- [GIVEN PROBLEM 1]:
Answer these about the proof on alternating maps, please:
(a) In part (i), why does the first summand vanish?
(b) In part (i), which summand equals f(v_1, …, v_ℓ)?
(c) In part (ii), what is assumed about the scalars s_j?
- [GIVEN PROBLEM 2]:
Write what follows the last sentence of the proof on alternating maps.

Proof. (i) Since \(f\) is alternating, we have for all \((v_1,\ldots,v_{\ell}) \in V^\ell\) \[f(v_1,\ldots,v_{i-1},v_i+v_j,v_{i+1},\ldots,v_{j-1},v_i+v_j,v_{j+1},\ldots,v_{\ell})=0_W.\] Using the linearity in the \(i\)-th argument, this gives \[\begin{aligned} 0_W&=f(v_1,\ldots,v_{i-1},v_i,v_{i+1},\ldots,v_{j-1},v_i+v_j,v_{j+1},\ldots,v_{\ell})\\ &\phantom{=}+f(v_1,\ldots,v_{i-1},v_j,v_{i+1},\ldots,v_{j-1},v_i+v_j,v_{j+1},\ldots,v_{\ell}). \end{aligned}\] Using the linearity in the \(j\)-th argument, we obtain \[\begin{aligned} 0_W&=f(v_1,\ldots,v_{i-1},v_i,v_{i+1},\ldots,v_{j-1},v_i,v_{j+1},\ldots,v_{\ell})\\ &\phantom{=}+f(v_1,\ldots,v_{i-1},v_i,v_{i+1},\ldots,v_{j-1},v_j,v_{j+1},\ldots,v_{\ell})\\ &\phantom{=}+f(v_1,\ldots,v_{i-1},v_j,v_{i+1},\ldots,v_{j-1},v_i,v_{j+1},\ldots,v_{\ell})\\ &\phantom{=}+f(v_1,\ldots,v_{i-1},v_j,v_{i+1},\ldots,v_{j-1},v_j,v_{j+1},\ldots,v_{\ell}). \end{aligned}\] The first summand has a double occurrence of \(v_i\) and hence vanishes by the alternating property. Likewise, the fourth summand has a double occurrence of \(v_j\) and hence vanishes as well. Since the second summand equals \(f(v_1,\ldots,v_{\ell}),\) we thus obtain \[f(v_1,\ldots,v_{\ell})=-f(v_1,\ldots,v_{i-1},v_j,v_{i+1},\ldots,v_{j-1},v_i,v_{j+1},\ldots,v_{\ell})\] as claimed.
(ii) Suppose \(\{v_1,\ldots,v_{\ell}\}\) are linearly dependent so that we have scalars \(s_j \in \mathbb{K}\) not all zero, \(1\leqslant j\leqslant \ell,\) so that \(s_1v_1+\cdots+s_\ell v_{\ell}=0_V.\) Suppose \(s_i\neq 0\) for some index \(1\leqslant i\leqslant \ell.\) Then \[v_i=-\sum_{j=1,j\neq i}^\ell\left(\frac{s_j}{s_i}\right)v_j\] and hence by the linearity in the \(i\)-th argument, we obtain \[\begin{gathered} f\left(v_1,\ldots,v_{i-1},-\sum_{j=1,j\neq i}^\ell\left(\frac{s_j}{s_i}\right)v_j,v_{i+1},\ldots,v_{\ell}\right)\\=-\sum_{j=1,j\neq i}^\ell\left(\frac{s_j}{s_i}\right)f\left(v_1,\ldots,v_{i-1},v_j,v_{i+1},\ldots,v_{\ell}\right)=0_W, \end{gathered}\] where we use that for each \(1\leqslant j\leqslant \ell\) with \(j\neq i,\) the expression \[f(v_1,\ldots,v_{i-1},v_j,v_{i+1},\ldots,v_{\ell})\] has a double occurrence of \(v_j\) and thus vanishes by the alternating property.

- [GIVEN INFORMATION]:
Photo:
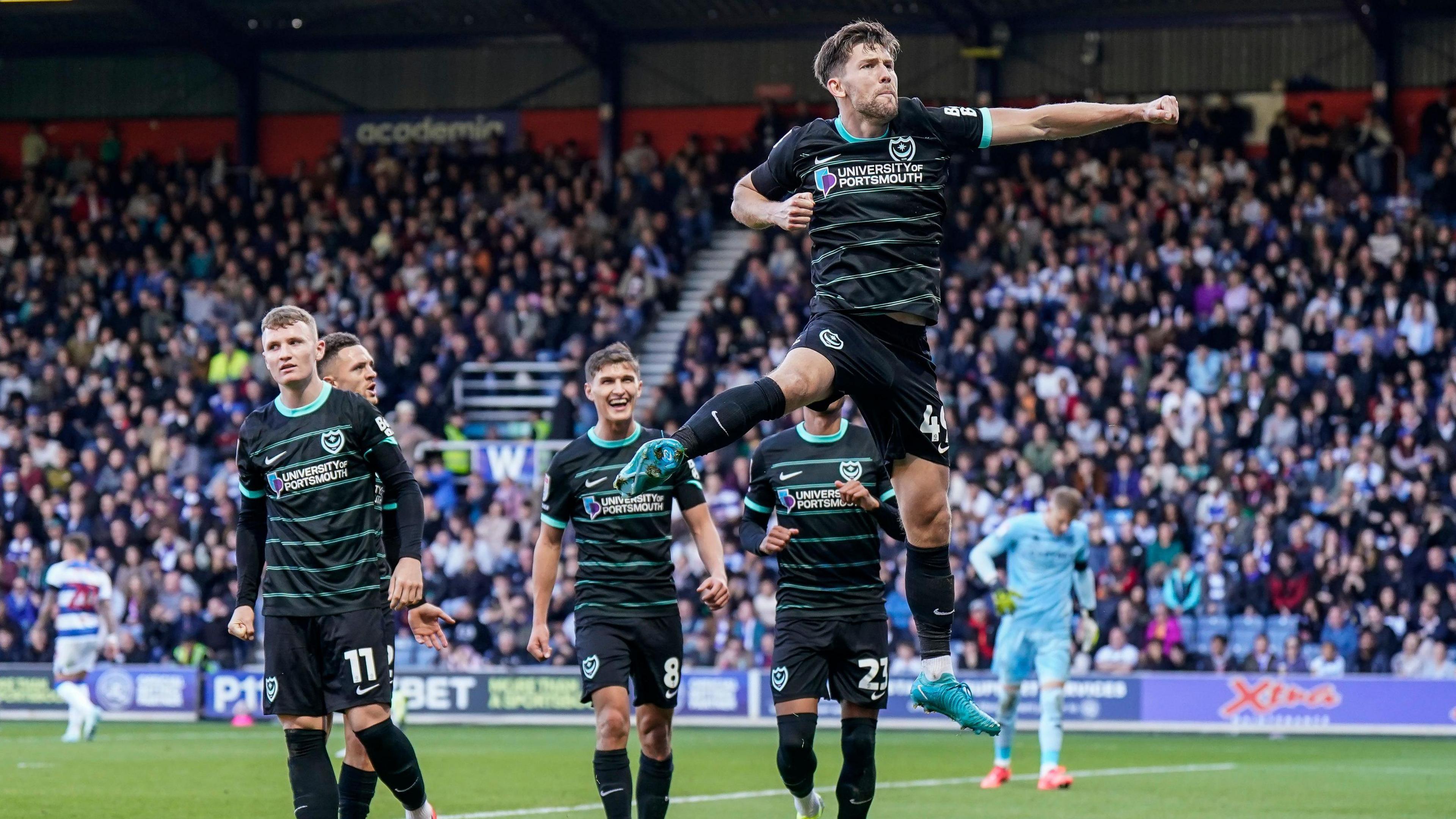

- [RESPONSE 1]:
(a) It has a double occurrence of v_i, so it vanishes by the alternating property.
(b) The second summand.
(c) They are not all zero, and s_1v_1 + ⋯ + s_ℓv_ℓ = 0_V.

- [RESPONSE 2]:
(iii) Let \((v_1,\ldots,v_{\ell})\in V^\ell\) and \((s_1,\ldots,s_\ell) \in \mathbb{K}^\ell.\) Then, using the linearity in the \(i\)-th argument, we compute \[\begin{gathered} f(v_1,\ldots,v_{i-1},v_i+\sum_{j=1,j\neq i}^\ell s_jv_j,v_{i+1},\ldots,v_{\ell})\\ =f(v_1,\ldots,v_{\ell})+\sum_{j=1,j\neq i}^\ell s_jf(v_1,\ldots,v_{i-1}v_j,v_{i+1},\ldots,v_{\ell})=f(v_1,\ldots,v_{\ell}), \end{gathered}\] where the last equality follows exactly as in the proof of (ii).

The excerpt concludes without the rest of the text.